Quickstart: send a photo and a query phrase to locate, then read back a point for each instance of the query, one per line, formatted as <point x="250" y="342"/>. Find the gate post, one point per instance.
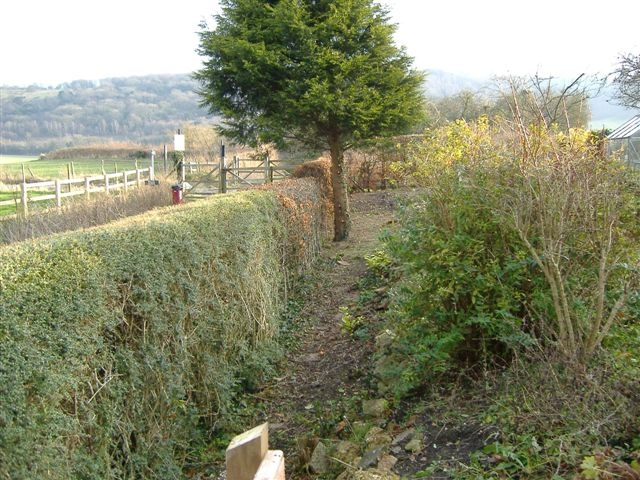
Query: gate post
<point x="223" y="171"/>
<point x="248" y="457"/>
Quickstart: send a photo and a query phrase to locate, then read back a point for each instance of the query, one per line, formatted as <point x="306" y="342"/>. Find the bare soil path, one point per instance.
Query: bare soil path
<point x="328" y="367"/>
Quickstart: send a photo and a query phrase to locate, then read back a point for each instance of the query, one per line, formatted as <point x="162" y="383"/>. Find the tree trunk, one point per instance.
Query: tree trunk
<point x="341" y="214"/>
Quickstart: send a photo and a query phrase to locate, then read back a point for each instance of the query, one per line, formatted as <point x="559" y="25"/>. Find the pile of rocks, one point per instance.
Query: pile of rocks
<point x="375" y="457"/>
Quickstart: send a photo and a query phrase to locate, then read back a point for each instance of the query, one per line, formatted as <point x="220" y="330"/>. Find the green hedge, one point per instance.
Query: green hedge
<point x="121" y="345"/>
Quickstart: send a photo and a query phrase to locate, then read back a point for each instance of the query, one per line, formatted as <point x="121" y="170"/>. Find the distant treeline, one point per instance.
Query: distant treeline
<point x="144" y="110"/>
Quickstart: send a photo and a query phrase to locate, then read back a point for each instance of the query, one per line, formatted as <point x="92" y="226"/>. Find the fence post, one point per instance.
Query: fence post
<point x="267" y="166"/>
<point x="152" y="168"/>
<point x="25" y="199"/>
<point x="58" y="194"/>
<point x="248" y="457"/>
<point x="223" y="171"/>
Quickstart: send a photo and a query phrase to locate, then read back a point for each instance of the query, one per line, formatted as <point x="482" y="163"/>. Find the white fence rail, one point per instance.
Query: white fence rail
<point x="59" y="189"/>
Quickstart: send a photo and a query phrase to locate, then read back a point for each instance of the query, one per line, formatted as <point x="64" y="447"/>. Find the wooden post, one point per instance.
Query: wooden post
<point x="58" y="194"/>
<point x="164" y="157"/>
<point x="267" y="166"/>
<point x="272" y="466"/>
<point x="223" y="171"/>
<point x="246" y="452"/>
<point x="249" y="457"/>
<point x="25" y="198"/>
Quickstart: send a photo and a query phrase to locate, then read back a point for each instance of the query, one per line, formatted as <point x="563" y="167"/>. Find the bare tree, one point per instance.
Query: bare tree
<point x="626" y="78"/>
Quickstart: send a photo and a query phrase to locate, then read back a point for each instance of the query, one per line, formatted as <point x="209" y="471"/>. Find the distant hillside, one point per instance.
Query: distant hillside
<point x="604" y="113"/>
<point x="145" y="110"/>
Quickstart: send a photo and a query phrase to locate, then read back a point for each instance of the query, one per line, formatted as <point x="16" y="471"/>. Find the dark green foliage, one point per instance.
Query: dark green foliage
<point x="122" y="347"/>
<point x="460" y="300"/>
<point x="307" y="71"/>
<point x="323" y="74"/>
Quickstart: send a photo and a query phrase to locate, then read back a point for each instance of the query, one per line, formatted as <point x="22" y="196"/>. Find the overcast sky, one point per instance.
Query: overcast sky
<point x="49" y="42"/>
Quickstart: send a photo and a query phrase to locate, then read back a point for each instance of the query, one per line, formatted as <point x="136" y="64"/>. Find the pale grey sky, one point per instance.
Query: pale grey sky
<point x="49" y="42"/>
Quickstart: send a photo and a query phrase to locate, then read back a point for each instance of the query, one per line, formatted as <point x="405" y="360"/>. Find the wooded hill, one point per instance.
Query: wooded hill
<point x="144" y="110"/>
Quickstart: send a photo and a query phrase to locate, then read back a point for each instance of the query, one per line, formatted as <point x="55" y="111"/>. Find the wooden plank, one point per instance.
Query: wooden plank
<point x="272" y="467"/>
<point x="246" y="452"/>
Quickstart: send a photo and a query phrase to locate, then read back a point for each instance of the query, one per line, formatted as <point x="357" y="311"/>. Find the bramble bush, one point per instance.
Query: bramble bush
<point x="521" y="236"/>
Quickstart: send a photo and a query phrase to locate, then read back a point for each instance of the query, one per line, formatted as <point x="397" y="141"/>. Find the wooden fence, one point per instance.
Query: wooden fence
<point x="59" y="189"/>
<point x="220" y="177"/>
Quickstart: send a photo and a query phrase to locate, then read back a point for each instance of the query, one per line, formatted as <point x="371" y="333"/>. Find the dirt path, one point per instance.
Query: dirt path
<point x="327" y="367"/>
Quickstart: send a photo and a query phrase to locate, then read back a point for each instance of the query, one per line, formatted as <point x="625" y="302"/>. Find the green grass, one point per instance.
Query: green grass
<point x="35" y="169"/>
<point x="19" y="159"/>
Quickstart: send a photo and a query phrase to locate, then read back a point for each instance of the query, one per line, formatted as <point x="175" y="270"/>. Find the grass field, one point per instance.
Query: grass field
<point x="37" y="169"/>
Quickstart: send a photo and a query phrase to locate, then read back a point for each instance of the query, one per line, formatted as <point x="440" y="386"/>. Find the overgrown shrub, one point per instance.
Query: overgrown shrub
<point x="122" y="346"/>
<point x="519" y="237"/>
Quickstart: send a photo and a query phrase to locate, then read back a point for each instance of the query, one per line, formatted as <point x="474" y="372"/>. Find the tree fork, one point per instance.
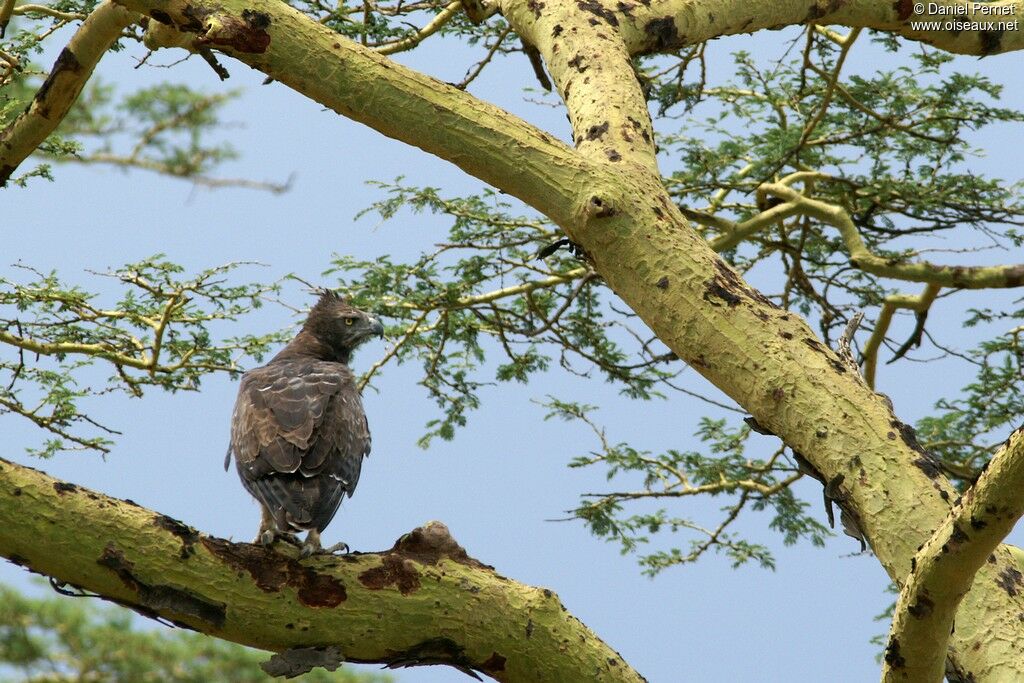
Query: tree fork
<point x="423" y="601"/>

□ □ □ □ □

**Your task:** Wherever the line holding "bush, one point per instance." falls in the entries above, copy exactly from it through the line holding "grass, one point per instance.", inclusive, and add nothing.

**Your response:**
Quickstart: send a photo and a query phrase to locate, then read back a point for each instance of the query, one per line, formatted as <point x="357" y="311"/>. Find the bramble bush, one point per instance.
Query: bramble bush
<point x="521" y="236"/>
Quickstart: send a photo and a query phrase to locate, then read back a point for each instance of the query, one per line, formatted as <point x="397" y="141"/>. Find the wooden fence, one point per instance.
Query: wooden fence
<point x="59" y="189"/>
<point x="220" y="177"/>
Quickstart: send a photo and a query phrase to locate, then read back a point for each instance of the query, one per line, formatted as <point x="371" y="333"/>. Find the dirt path, one point per instance.
Query: dirt path
<point x="327" y="367"/>
Quickstart: send a photo and a query phrase to locate, then read back a point for each instance of the query, one per line, formatted as <point x="625" y="302"/>. Find the green grass, one point per instance.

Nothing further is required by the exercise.